**AIM OF THE TASK:** The answer must be the full set of records, repeated exactly.

Data excerpts:
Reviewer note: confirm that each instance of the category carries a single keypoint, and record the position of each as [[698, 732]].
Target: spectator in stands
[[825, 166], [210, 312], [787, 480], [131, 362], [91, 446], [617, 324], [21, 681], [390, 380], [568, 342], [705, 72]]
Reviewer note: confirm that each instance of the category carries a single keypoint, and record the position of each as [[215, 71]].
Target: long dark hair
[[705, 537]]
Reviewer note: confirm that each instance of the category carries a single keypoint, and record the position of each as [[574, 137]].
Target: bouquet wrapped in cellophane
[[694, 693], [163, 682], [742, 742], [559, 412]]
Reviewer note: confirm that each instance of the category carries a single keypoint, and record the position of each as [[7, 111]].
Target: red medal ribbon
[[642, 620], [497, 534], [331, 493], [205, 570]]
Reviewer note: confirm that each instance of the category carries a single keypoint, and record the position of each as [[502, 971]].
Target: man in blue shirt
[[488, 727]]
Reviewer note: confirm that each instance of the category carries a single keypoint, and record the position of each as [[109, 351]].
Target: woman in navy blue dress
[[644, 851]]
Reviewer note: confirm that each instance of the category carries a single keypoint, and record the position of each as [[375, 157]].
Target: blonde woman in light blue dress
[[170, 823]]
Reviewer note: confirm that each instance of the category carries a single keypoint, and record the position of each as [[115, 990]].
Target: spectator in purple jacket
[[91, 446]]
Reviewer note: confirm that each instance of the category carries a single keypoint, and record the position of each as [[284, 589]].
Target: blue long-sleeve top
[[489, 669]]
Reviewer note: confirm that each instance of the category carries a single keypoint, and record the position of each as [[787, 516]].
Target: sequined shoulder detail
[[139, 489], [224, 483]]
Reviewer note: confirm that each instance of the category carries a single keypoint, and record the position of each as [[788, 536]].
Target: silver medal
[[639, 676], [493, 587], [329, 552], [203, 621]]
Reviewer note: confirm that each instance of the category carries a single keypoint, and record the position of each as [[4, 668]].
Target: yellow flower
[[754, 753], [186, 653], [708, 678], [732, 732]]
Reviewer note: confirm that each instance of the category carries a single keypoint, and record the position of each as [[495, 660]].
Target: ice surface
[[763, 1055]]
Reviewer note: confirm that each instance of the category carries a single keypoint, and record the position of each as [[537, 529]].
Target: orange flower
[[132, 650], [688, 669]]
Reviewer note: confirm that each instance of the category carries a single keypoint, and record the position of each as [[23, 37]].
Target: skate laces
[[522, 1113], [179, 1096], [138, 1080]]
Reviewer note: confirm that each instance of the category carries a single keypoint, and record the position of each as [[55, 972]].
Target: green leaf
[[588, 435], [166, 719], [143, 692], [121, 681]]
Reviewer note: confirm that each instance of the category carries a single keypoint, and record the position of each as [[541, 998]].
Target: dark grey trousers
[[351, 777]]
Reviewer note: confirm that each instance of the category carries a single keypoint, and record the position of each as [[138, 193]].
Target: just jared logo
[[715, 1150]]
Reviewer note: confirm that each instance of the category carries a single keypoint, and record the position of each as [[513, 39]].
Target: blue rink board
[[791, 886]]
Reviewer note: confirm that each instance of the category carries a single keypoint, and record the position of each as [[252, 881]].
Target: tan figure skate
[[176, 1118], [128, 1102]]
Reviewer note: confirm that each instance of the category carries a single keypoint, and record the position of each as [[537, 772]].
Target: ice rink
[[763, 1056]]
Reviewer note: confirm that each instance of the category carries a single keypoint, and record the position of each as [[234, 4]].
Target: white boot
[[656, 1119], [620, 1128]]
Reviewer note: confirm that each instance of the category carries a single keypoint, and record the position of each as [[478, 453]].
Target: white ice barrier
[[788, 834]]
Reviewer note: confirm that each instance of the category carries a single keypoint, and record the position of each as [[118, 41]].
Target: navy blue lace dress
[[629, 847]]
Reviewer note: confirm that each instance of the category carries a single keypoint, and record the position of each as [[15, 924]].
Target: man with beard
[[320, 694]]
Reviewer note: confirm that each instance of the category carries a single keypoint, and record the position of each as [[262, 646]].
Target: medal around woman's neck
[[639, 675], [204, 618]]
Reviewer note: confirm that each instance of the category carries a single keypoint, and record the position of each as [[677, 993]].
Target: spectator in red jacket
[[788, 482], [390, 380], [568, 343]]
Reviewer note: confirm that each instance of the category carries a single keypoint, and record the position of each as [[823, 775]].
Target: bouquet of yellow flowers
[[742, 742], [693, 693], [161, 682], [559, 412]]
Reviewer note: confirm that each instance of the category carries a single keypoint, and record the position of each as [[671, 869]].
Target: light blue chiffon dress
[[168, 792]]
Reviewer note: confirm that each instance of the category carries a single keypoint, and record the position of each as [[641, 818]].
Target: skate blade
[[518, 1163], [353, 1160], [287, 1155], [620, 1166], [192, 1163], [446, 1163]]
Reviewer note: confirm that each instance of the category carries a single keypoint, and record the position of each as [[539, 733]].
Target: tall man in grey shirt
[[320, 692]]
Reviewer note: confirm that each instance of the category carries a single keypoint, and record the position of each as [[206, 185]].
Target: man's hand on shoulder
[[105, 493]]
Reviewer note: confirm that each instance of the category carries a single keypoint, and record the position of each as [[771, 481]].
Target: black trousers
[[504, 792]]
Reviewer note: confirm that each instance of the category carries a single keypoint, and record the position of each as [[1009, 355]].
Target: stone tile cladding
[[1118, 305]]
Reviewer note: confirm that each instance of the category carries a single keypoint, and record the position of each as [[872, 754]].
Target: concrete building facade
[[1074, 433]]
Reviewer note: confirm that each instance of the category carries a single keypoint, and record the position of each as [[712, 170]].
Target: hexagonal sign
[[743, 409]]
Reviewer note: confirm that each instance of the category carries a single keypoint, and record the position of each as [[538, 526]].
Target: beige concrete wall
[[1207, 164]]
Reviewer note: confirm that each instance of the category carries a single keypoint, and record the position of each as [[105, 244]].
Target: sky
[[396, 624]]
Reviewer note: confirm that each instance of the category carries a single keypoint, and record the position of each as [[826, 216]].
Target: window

**THE ANSWER:**
Reviewer note: confirm that each instance of the category carries a single keypoint, and record the position of each as [[698, 732]].
Target: spectator in stands
[[825, 166], [210, 312], [787, 480], [131, 362], [91, 446], [617, 324], [21, 681], [390, 380], [568, 342], [705, 72]]
Reviewer note: confirm that each instance of the category carries a single keypoint, and record the position of each as [[215, 71]].
Target: long dark hair
[[705, 537]]
Reviewer note: confirm that each instance of the category carries a single keypoint, and record the position of each as [[574, 137]].
Target: bouquet wrapped in cellophane
[[694, 693], [163, 682], [742, 742], [559, 412]]
Reviewer note: confirm that each instance of the category carries a single keypoint, and record the position of each as [[7, 111]].
Target: red medal ribbon
[[642, 620], [497, 534], [331, 493], [205, 570]]
Reviewer note: confirm that each instance of the category carries a single keypoint, and record the position of each as [[502, 971]].
Target: man in blue shirt
[[488, 727]]
Reviewer note: confirm that each instance of the category carries a single keypoint, and record the position of each as [[109, 351]].
Target: woman in navy blue dress
[[644, 851]]
Reviewer note: confirm that each instance of the category carries a single keypoint, and record the position of each as [[375, 157]].
Target: blonde woman in light blue dress
[[170, 823]]
Reviewer note: confirm that each instance of the category carries a single keypoint, and record the position of each as [[115, 990]].
Target: spectator in purple jacket
[[91, 446]]
Reviewer note: confirm that each instance of the category carries a single keypoint, and record the position of each as [[284, 589]].
Target: blue long-sleeve top
[[489, 669]]
Reviewer note: confirm that each instance of the category carries a single keypoint, and record the position of each as [[787, 516]].
Target: sequined shoulder detail
[[139, 489], [224, 483]]
Reviewer note: confirm that each instance of the category carries a single keypoint, and record the position of each as [[788, 536]].
Target: silver medal
[[639, 676], [493, 587], [329, 552], [203, 621]]
Reviewer note: confirm that each instance of the category carries a single keypoint, and record the position of each as [[4, 668]].
Target: yellow flower
[[754, 753], [186, 653], [708, 678], [732, 732]]
Reviewer note: confirm that each instance of the category carries a single keypoint, and record the position of each as [[495, 660]].
Target: ice surface
[[763, 1055]]
Reviewer note: confirm that each instance of the category carries a single keypoint, and record the position of each as [[537, 529]].
Target: orange flower
[[132, 650], [688, 669]]
Reviewer note: confirm that each instance of the category carries a single keypoint, and record the position of each as [[23, 37]].
Target: skate laces
[[522, 1113], [179, 1096], [138, 1080]]
Reviewer note: confirm that each instance of the category carries a single keypoint, and record the position of each as [[55, 972]].
Target: green leaf
[[588, 435], [166, 719], [143, 692], [121, 681]]
Reviewer note: confirm that each instance of the category carries a single keypoint, and record the position of each as [[541, 998]].
Target: dark grey trousers
[[351, 777]]
Reviewer note: confirm that each instance of the category carries a single keypoint, and record the position of each as [[138, 193]].
Target: just jared logo
[[715, 1150]]
Reviewer note: confirm that each instance of the category carries a single keypoint, and record the position of each as [[513, 39]].
Target: blue rink board
[[791, 886]]
Reviewer note: confirm that each instance of the category carries a single keypoint, and record the position of each as [[252, 881]].
Target: tan figure skate
[[176, 1118], [128, 1102]]
Reviewer note: confirm that each instance of the category carries a single keypoint, and record the position of each as [[537, 772]].
Target: ice rink
[[763, 1056]]
Reviewer note: confirm that each instance of the category carries a single keypoint, and record the position of each as [[234, 4]].
Target: white boot
[[656, 1119], [620, 1128]]
Reviewer note: confirm that each instance of the category carries a single keypoint, and record the position of each as [[478, 453]].
Target: white ice barrier
[[788, 834]]
Reviewer note: confirm that each instance of the category carries a single keypoint, and record the position of each as [[118, 41]].
Target: navy blue lace dress
[[629, 847]]
Reviewer note: confirm that each instance of the category carries a single keypoint, and record the position of each as [[15, 924]].
Target: man with beard
[[320, 694]]
Reviewer note: confirm that each instance of the category carries a single keypoint, and record the position of each as [[262, 646]].
Target: medal around woman's neck
[[639, 675], [204, 618]]
Reviewer note: confirm that each instance of the category carries a single keypoint, and record the position of each as [[677, 993]].
Target: spectator in red jacket
[[788, 482], [390, 380], [568, 343]]
Reviewer note: confirm that each instance of the category carries a single keypoint, and record the position of each as [[823, 775]].
Target: bouquet of yellow flowers
[[742, 742], [693, 693], [161, 682], [559, 412]]
Reviewer note: confirm that each instance of the category carries a single keypoint, and record the position of each as [[671, 869]].
Target: light blue chiffon dress
[[168, 792]]
Reviewer note: confirm that each instance of the category carries a single keypoint, and record the position of each as [[641, 818]].
Target: skate blade
[[518, 1163], [353, 1160], [287, 1155], [620, 1166], [192, 1163], [446, 1163]]
Reviewer note: confirm that each instance of the category carries a single keypoint, and record the position of each as [[539, 733]].
Target: tall man in grey shirt
[[320, 692]]
Reviewer note: confirm that each instance of the category carries a single keypoint, and record the position of each as [[206, 185]].
Target: man's hand on shoulder
[[105, 493]]
Reviewer note: confirm that each instance of the category carries a single keypoint, and record the position of each as [[771, 481]].
Target: black trousers
[[504, 792]]
Reviewer note: confirm that each instance of the category carries a single keypoint, and record the position of each as [[1009, 355]].
Target: stone tile cladding
[[1118, 305]]
Reviewer note: confirm that each instance of the category carries a single keypoint, and record the position of each as [[872, 754]].
Target: concrete building facade
[[1074, 433]]
Reviewer note: confirm that each instance of the category carries a single keypoint, and record the position of each as [[712, 170]].
Target: hexagonal sign
[[743, 409]]
Reviewer note: confirm that each instance of the category carries a single keypoint, and record the position of each as [[538, 526]].
Target: beige concrete wall
[[1207, 164]]
Reviewer note: confirm that each instance of the category carries a single keypoint, and record the position of each as [[105, 244]].
Target: sky
[[396, 624]]
Reviewer note: confirm that each instance of the category carries a single keypoint, and record the position of each as [[826, 216]].
Target: window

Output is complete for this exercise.